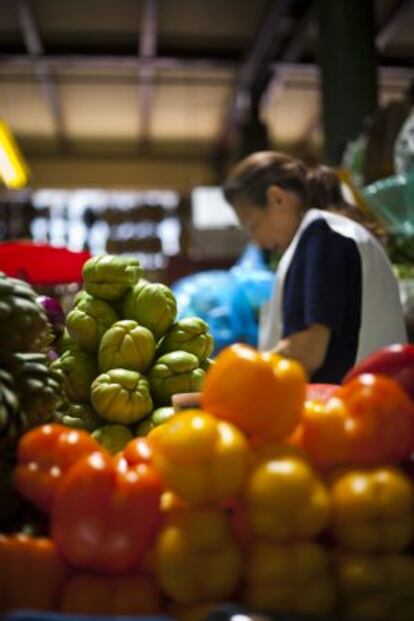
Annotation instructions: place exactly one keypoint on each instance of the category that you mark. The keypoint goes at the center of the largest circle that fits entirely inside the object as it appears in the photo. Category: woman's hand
(308, 347)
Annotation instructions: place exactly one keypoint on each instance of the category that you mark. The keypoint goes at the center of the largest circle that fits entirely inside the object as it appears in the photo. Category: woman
(335, 299)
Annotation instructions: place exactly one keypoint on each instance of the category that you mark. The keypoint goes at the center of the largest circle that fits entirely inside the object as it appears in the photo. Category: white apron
(382, 321)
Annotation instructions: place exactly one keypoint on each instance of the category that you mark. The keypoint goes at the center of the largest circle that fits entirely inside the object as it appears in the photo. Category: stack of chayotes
(123, 355)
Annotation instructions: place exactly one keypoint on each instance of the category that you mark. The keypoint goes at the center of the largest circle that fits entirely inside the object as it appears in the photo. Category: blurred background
(128, 115)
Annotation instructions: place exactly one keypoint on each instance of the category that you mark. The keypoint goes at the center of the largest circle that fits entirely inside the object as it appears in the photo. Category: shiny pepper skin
(200, 458)
(197, 558)
(372, 510)
(284, 498)
(294, 577)
(262, 393)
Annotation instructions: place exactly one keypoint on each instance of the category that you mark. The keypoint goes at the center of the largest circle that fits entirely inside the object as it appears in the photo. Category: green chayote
(109, 277)
(157, 417)
(113, 438)
(173, 373)
(77, 370)
(88, 321)
(121, 396)
(82, 416)
(191, 335)
(152, 305)
(126, 345)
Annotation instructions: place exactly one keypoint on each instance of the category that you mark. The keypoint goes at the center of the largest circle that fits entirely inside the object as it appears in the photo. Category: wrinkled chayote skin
(82, 416)
(126, 345)
(88, 322)
(152, 305)
(121, 396)
(191, 335)
(78, 370)
(109, 277)
(157, 417)
(113, 438)
(173, 373)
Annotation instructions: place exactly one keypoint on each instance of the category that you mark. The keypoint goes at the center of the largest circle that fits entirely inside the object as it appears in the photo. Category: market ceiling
(173, 76)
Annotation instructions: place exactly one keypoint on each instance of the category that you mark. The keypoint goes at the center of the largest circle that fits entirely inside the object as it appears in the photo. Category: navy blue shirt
(323, 286)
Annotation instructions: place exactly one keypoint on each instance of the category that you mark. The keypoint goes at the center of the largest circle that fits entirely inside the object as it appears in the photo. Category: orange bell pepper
(295, 577)
(370, 420)
(197, 559)
(31, 573)
(44, 454)
(200, 458)
(372, 510)
(284, 498)
(94, 594)
(263, 394)
(375, 587)
(106, 515)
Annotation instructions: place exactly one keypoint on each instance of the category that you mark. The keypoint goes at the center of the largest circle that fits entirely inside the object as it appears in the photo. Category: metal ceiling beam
(147, 50)
(392, 23)
(91, 61)
(35, 50)
(256, 71)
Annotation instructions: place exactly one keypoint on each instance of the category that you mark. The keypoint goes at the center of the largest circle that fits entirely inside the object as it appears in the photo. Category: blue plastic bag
(228, 300)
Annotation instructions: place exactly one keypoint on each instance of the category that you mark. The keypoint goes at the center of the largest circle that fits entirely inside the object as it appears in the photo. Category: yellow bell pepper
(196, 557)
(372, 510)
(376, 587)
(296, 577)
(199, 457)
(284, 498)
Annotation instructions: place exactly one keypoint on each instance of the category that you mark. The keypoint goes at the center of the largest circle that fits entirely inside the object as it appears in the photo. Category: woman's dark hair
(250, 179)
(319, 187)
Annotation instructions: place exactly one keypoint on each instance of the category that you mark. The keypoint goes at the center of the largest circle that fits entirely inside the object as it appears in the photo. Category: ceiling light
(13, 168)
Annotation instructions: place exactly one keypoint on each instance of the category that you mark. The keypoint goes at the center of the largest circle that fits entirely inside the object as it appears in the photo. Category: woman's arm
(309, 347)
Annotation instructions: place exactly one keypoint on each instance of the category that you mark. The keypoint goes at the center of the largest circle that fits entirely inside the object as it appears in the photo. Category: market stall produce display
(273, 494)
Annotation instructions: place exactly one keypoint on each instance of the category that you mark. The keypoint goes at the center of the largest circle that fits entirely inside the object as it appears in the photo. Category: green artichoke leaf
(126, 345)
(109, 277)
(88, 322)
(190, 334)
(152, 305)
(121, 396)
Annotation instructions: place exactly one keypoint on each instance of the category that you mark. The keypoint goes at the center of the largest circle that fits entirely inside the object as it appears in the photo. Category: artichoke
(191, 335)
(88, 322)
(113, 438)
(157, 417)
(126, 345)
(121, 396)
(77, 370)
(23, 322)
(152, 305)
(12, 424)
(82, 416)
(108, 277)
(39, 393)
(173, 373)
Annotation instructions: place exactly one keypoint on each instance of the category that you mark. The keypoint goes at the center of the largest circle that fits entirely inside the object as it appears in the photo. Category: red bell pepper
(44, 454)
(368, 421)
(105, 515)
(396, 361)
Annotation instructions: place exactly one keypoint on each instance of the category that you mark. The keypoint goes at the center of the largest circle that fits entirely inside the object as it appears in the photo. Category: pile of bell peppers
(275, 494)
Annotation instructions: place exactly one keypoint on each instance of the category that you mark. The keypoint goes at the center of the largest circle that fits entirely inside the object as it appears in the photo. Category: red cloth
(41, 264)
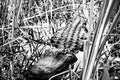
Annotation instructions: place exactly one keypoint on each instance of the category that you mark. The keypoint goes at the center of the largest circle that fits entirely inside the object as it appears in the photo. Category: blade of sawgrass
(90, 67)
(105, 39)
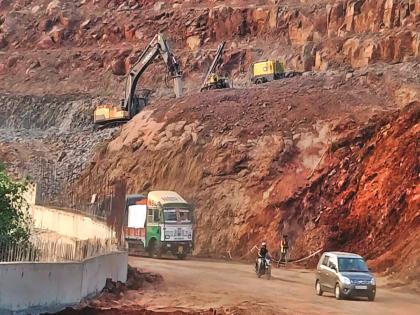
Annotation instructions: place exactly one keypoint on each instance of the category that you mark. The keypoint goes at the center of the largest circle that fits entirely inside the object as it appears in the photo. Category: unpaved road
(193, 284)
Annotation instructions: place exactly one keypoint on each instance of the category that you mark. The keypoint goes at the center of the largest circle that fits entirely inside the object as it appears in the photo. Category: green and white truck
(159, 223)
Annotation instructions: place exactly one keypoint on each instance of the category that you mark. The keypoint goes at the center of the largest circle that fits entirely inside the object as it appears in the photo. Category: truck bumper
(177, 248)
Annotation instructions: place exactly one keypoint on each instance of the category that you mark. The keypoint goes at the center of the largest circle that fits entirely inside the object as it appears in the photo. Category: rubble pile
(56, 44)
(246, 156)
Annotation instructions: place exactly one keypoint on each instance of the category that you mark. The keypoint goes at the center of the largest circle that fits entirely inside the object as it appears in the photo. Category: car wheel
(337, 292)
(318, 288)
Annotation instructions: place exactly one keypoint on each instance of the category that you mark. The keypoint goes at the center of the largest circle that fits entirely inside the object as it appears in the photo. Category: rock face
(249, 154)
(48, 138)
(311, 36)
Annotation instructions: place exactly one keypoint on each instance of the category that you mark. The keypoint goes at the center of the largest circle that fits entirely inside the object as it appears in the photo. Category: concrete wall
(45, 287)
(69, 224)
(66, 223)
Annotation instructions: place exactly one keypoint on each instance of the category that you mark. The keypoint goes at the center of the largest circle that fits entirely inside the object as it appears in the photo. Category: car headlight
(345, 280)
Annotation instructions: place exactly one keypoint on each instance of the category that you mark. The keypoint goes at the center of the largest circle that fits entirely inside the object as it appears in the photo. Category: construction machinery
(212, 80)
(266, 71)
(269, 70)
(106, 115)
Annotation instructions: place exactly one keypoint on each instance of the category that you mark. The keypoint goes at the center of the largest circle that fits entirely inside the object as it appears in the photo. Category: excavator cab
(216, 82)
(212, 80)
(110, 115)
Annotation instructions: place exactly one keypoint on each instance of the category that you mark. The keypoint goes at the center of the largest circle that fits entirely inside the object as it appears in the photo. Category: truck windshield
(351, 265)
(177, 216)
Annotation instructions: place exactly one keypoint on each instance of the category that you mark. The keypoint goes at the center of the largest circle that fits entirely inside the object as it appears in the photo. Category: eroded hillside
(302, 156)
(331, 158)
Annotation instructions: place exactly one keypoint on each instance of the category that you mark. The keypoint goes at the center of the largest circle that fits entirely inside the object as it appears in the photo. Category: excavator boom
(212, 80)
(131, 104)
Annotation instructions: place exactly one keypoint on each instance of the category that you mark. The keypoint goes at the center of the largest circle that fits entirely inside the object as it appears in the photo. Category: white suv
(345, 275)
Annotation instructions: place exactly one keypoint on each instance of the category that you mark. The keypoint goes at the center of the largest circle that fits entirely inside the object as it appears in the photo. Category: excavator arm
(215, 64)
(109, 115)
(157, 47)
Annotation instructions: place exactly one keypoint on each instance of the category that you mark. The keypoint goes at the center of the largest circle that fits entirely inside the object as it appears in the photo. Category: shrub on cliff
(14, 220)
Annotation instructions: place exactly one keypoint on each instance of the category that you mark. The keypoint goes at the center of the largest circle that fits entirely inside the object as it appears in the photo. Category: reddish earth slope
(244, 158)
(52, 46)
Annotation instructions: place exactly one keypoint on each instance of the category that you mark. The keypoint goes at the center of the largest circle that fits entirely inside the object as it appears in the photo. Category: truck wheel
(337, 292)
(153, 249)
(318, 288)
(181, 256)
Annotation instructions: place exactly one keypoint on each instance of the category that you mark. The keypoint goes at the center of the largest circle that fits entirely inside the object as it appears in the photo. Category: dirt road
(195, 284)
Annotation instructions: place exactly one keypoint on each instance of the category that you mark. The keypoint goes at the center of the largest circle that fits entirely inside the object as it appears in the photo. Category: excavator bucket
(178, 86)
(109, 113)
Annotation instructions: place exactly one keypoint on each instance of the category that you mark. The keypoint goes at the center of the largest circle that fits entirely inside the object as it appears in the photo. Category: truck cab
(159, 224)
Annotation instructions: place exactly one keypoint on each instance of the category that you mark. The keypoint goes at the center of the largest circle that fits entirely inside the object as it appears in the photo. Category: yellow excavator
(268, 70)
(110, 115)
(212, 80)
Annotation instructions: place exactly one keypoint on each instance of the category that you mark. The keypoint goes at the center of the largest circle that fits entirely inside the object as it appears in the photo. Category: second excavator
(212, 80)
(132, 104)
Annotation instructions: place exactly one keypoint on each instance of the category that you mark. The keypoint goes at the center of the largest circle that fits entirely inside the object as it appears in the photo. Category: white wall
(66, 223)
(40, 287)
(69, 224)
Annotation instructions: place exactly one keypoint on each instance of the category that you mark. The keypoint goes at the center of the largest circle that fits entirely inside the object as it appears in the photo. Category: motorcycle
(263, 267)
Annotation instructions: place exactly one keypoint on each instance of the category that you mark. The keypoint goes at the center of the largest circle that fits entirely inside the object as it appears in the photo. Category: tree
(14, 219)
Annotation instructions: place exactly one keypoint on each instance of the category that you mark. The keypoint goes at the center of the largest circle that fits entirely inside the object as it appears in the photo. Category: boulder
(194, 42)
(118, 66)
(45, 25)
(3, 68)
(158, 6)
(57, 34)
(53, 7)
(3, 41)
(45, 42)
(12, 61)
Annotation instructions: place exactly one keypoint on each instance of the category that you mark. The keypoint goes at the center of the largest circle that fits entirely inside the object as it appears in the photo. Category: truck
(158, 224)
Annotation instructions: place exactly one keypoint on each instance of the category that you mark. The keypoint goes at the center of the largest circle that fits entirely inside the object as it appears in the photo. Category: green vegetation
(14, 220)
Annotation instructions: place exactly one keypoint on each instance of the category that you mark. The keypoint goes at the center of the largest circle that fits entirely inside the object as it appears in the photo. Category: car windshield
(352, 265)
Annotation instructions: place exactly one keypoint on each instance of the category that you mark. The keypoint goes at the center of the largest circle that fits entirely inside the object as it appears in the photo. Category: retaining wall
(69, 224)
(66, 223)
(34, 288)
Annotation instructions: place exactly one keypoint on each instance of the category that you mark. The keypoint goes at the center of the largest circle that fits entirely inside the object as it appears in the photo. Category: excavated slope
(244, 158)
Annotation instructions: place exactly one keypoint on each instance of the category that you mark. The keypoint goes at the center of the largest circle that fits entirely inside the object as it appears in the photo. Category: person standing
(284, 249)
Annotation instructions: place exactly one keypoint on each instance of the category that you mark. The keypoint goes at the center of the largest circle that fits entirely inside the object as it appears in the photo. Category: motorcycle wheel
(268, 273)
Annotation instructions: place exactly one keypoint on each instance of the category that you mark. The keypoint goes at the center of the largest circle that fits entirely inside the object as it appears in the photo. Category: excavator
(212, 80)
(110, 115)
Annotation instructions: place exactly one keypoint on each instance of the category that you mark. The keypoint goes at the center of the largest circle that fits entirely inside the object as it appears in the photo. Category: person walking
(284, 249)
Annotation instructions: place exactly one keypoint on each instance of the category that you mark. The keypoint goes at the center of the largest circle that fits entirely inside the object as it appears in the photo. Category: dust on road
(193, 284)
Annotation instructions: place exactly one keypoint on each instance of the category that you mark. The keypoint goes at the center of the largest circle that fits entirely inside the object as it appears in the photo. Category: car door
(324, 272)
(332, 272)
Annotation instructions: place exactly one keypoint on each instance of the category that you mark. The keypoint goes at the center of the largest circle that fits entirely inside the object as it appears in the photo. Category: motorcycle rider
(262, 254)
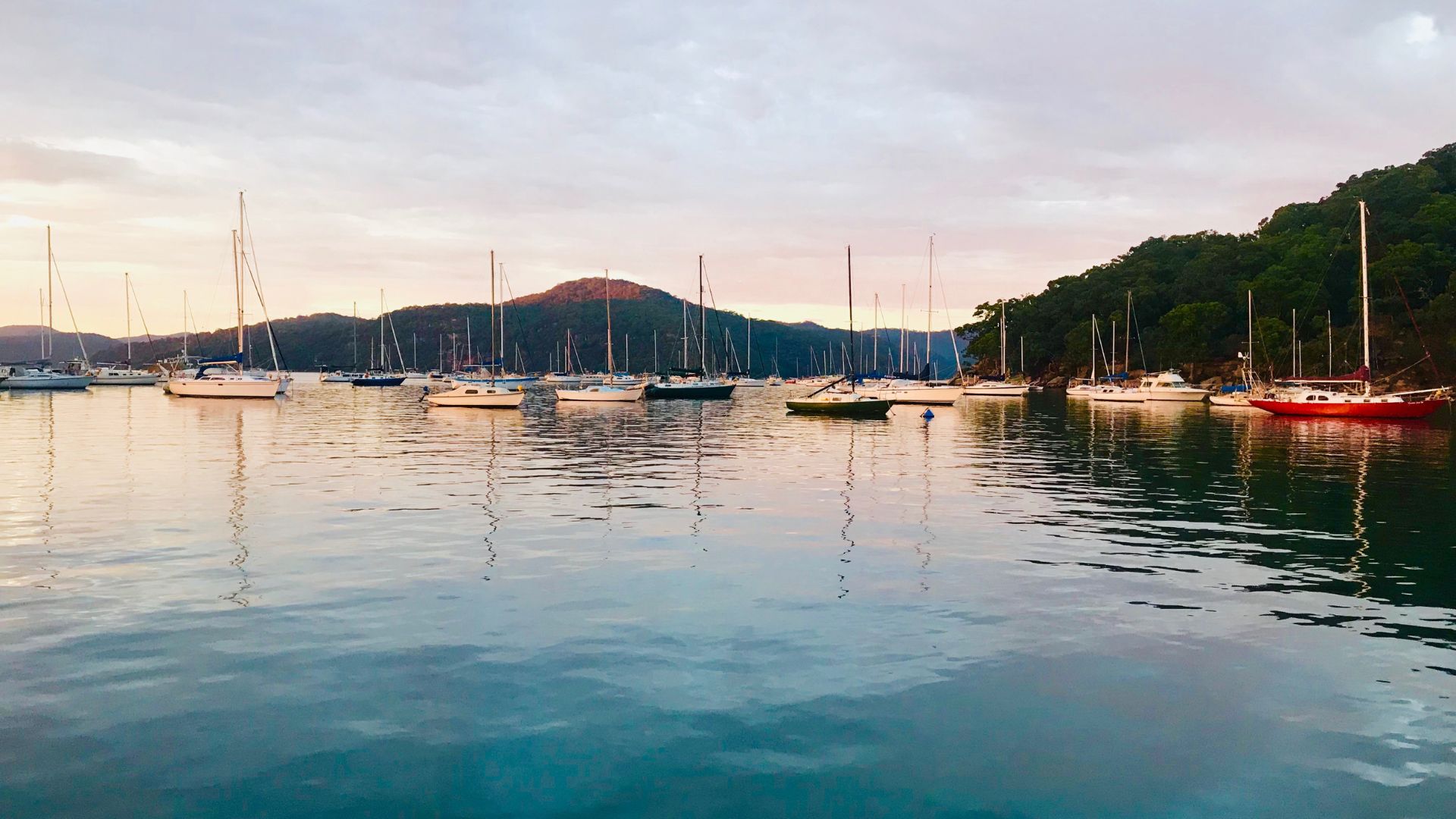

**WHAT YOU NEED TO DO**: Output the entries from the line holding "dust on road" through the end of the entries, inclusive, as a two-column CSV with the headers instruction and keypoints. Give one row per entry, with each field in quotes and line breaks replaced by spaces, and leave out the pictures.

**THE COMPLETED TASK**:
instruction,keypoints
"Annotation instructions: place exactly one keypoint on each instance of the category that you mark. The keypoint goes at the center of the largest circle that fits entirely inside the object as it appears in the photo. Category: dust on road","(193, 284)"
"Annotation instructions: place exactly one keypoint on each instance of the category that you mark. The keypoint goes at the center of the largest circle that fits entirely inside the object as it appears in the photo. Category: car door","(324, 272) (332, 272)"
"Annotation instructions: place exactly one keypoint on each instance of the category that you mark. The keypoint goes at the center of the largest circle that fits entirely inside the object as it appears in the photo. Category: motorcycle rider","(262, 254)"